-- DESCRIPTION OF THE TASK --
Update the entries below from the line containing "Reviewer check: every instance of the gray backpack" through the end of the entries, replacing "gray backpack" with "charcoal backpack" and leaving everything else unchanged. Leave the pictures out of your answer.

--

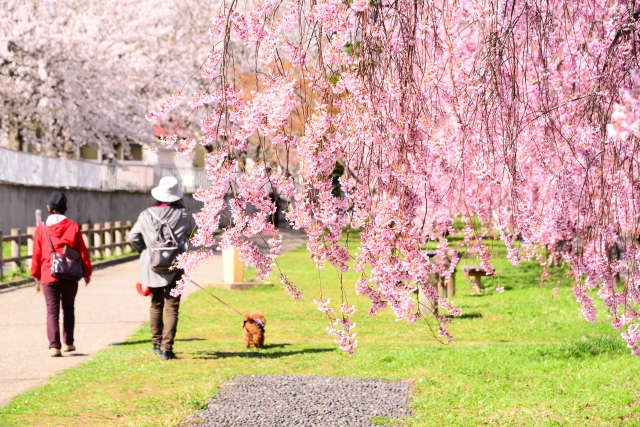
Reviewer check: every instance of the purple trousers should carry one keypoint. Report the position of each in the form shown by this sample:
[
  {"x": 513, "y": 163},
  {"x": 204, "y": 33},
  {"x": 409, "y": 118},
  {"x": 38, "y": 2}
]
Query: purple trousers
[{"x": 55, "y": 294}]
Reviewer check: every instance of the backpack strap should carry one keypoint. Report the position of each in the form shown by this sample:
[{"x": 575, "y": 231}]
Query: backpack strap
[
  {"x": 163, "y": 222},
  {"x": 46, "y": 232}
]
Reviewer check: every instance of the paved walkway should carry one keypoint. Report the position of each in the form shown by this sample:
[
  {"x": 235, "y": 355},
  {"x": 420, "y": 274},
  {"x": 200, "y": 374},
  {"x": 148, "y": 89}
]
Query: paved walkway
[{"x": 107, "y": 312}]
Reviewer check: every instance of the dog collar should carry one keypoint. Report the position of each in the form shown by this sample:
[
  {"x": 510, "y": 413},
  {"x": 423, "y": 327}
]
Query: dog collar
[{"x": 258, "y": 322}]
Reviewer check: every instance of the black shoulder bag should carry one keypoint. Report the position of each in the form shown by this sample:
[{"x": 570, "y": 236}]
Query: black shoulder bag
[{"x": 64, "y": 266}]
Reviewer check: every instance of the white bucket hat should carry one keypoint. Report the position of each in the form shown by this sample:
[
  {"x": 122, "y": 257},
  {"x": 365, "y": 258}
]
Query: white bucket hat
[{"x": 168, "y": 190}]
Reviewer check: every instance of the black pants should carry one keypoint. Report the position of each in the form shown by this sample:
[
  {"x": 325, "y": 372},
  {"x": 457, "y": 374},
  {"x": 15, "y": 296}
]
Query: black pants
[
  {"x": 55, "y": 294},
  {"x": 164, "y": 331}
]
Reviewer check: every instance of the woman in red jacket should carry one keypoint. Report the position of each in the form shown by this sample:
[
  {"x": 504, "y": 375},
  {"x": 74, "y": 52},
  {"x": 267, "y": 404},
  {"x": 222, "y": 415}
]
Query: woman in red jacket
[{"x": 63, "y": 232}]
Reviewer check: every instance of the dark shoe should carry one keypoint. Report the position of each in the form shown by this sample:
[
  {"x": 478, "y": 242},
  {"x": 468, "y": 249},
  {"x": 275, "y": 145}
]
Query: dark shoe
[{"x": 168, "y": 355}]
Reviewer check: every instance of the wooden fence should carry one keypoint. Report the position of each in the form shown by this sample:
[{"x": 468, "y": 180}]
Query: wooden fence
[{"x": 102, "y": 240}]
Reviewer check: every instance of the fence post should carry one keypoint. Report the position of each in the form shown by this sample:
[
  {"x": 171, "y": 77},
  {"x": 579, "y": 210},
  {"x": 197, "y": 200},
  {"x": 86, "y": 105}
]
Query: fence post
[
  {"x": 128, "y": 226},
  {"x": 108, "y": 239},
  {"x": 15, "y": 247},
  {"x": 31, "y": 232},
  {"x": 117, "y": 231},
  {"x": 85, "y": 236},
  {"x": 97, "y": 240}
]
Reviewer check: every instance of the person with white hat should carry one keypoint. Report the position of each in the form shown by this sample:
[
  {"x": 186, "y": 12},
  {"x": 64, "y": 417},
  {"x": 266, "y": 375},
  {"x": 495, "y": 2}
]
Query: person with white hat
[{"x": 168, "y": 210}]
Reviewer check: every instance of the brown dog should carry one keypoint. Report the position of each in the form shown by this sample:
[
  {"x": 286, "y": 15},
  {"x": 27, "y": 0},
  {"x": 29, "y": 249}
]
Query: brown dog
[{"x": 253, "y": 327}]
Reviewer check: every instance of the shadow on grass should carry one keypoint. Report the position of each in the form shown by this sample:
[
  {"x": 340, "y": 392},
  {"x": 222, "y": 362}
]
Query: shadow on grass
[
  {"x": 149, "y": 341},
  {"x": 255, "y": 354},
  {"x": 585, "y": 348}
]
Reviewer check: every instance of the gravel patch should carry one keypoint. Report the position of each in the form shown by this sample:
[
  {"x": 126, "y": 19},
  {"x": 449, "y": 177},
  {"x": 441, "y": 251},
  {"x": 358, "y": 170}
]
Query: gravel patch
[{"x": 290, "y": 400}]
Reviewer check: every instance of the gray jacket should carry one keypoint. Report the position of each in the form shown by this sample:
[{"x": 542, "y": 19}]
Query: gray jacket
[{"x": 143, "y": 233}]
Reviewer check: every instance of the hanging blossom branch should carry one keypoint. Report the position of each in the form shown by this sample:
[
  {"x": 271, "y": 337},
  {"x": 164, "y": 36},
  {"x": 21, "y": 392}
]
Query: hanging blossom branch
[{"x": 494, "y": 111}]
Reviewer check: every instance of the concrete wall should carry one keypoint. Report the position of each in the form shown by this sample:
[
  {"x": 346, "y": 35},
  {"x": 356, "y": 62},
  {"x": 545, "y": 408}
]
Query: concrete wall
[{"x": 19, "y": 202}]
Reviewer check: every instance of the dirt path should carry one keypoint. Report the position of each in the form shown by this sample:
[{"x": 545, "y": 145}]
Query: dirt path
[{"x": 107, "y": 312}]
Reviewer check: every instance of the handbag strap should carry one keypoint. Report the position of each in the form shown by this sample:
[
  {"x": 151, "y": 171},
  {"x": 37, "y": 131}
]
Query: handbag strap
[
  {"x": 163, "y": 222},
  {"x": 46, "y": 232}
]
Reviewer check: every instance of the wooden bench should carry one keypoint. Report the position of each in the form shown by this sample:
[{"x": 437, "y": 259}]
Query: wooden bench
[{"x": 476, "y": 272}]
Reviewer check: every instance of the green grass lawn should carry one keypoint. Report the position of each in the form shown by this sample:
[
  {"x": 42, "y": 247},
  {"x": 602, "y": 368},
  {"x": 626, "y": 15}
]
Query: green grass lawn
[{"x": 520, "y": 358}]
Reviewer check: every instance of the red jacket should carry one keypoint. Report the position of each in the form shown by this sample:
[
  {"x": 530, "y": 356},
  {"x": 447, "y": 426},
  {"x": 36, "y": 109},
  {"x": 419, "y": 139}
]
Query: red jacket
[{"x": 65, "y": 233}]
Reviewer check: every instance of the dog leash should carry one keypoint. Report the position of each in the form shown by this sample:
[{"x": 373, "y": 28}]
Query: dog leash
[{"x": 217, "y": 298}]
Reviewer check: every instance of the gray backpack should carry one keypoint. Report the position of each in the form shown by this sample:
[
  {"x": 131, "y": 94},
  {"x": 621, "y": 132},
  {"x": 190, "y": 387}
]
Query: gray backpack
[{"x": 163, "y": 252}]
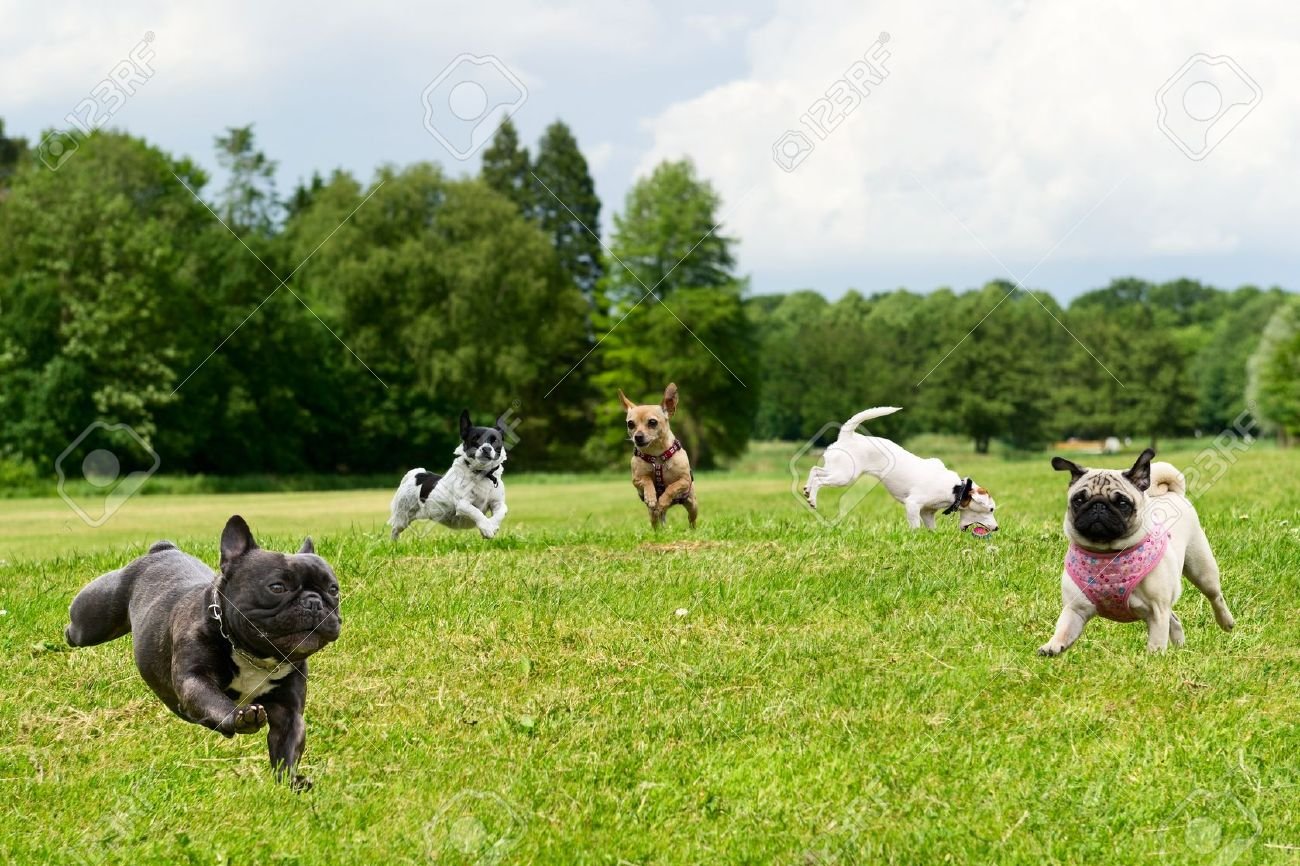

--

-- PROBLEM SOLUTION --
Reviewer check: every instance of the charcoal backpack should carry one keypoint. Report the position of each in the form shown by this sample:
[
  {"x": 131, "y": 94},
  {"x": 621, "y": 132},
  {"x": 190, "y": 387}
]
Query: charcoal backpack
[{"x": 163, "y": 252}]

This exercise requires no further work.